[Object position labeling entries]
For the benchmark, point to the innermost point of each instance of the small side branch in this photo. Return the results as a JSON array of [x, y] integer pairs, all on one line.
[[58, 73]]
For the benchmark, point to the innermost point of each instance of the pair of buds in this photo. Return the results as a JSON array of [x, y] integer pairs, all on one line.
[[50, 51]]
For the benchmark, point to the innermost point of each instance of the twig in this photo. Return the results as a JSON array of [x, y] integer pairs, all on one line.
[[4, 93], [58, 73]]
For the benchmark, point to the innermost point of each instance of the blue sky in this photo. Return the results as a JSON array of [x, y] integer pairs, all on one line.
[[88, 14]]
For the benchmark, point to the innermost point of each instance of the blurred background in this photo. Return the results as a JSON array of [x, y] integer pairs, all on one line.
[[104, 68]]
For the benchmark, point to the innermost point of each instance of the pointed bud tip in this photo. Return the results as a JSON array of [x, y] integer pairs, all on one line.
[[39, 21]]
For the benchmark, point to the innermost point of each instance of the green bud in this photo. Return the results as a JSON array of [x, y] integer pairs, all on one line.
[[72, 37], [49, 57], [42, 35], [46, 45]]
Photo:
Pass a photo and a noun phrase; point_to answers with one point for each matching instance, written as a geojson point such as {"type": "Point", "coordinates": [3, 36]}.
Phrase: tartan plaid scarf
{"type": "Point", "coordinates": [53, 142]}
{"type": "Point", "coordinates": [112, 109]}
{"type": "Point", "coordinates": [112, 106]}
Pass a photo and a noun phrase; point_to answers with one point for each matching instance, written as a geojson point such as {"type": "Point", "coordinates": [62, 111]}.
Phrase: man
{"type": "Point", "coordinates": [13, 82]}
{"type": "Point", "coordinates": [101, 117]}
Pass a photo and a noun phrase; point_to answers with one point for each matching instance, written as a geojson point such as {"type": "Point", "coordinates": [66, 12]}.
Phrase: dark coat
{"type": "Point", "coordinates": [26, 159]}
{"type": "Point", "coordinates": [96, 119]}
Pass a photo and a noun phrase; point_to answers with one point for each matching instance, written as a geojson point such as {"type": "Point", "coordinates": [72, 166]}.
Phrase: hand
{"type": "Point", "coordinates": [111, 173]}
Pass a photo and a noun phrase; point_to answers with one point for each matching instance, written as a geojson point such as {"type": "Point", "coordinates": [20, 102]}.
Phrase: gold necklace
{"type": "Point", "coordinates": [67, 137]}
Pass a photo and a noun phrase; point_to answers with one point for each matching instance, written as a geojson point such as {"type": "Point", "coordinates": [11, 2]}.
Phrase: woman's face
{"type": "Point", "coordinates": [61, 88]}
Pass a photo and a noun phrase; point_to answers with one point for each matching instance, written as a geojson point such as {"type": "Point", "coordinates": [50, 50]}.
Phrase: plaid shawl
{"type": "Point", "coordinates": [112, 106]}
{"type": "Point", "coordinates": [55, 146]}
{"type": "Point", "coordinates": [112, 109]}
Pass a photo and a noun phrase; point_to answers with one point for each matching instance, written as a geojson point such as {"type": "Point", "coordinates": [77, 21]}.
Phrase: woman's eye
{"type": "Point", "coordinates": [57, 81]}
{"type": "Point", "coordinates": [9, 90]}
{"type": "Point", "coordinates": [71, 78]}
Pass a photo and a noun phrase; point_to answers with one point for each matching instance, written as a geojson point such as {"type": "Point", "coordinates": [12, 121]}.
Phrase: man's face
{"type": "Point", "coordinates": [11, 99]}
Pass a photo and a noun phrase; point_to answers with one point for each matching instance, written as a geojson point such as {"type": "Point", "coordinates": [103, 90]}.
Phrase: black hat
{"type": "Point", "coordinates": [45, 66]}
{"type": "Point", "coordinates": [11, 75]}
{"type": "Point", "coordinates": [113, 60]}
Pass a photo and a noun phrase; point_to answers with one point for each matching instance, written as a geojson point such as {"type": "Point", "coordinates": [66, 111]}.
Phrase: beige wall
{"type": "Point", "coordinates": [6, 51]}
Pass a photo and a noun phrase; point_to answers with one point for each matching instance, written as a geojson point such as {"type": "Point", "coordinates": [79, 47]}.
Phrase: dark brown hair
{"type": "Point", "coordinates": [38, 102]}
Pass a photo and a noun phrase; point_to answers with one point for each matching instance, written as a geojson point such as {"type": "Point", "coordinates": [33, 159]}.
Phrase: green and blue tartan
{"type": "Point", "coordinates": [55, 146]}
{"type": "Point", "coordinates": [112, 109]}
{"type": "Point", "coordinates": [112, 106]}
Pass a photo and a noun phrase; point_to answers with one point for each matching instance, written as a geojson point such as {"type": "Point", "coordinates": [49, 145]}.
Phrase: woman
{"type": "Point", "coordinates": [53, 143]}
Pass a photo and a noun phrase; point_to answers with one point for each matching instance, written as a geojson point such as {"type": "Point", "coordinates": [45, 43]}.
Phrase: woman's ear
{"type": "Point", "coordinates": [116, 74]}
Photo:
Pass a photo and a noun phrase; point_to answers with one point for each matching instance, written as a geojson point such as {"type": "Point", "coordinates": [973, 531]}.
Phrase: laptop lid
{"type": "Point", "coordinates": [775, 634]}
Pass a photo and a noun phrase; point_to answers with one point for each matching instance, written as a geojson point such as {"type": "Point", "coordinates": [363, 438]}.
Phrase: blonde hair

### REQUIREMENT
Write out again, in full, every line of the data from the line with "of the pointed" to the line with "[[72, 37], [49, 57], [42, 35], [46, 45]]", offsetting each coordinate in the answers by -119.

### OUTPUT FOR THIS TASK
For the benchmark, point to the innermost point of each instance of the pointed bud tip in this photo. Return the results as a JSON array of [x, y] integer pairs, all on one line.
[[-80, -98]]
For the benchmark, point to the innermost point of each instance of the green bud in this photo. Return the results as a JSON array of [x, y] integer pairs, all on one line.
[[-47, -82], [-70, -62], [-77, -84], [-73, -74]]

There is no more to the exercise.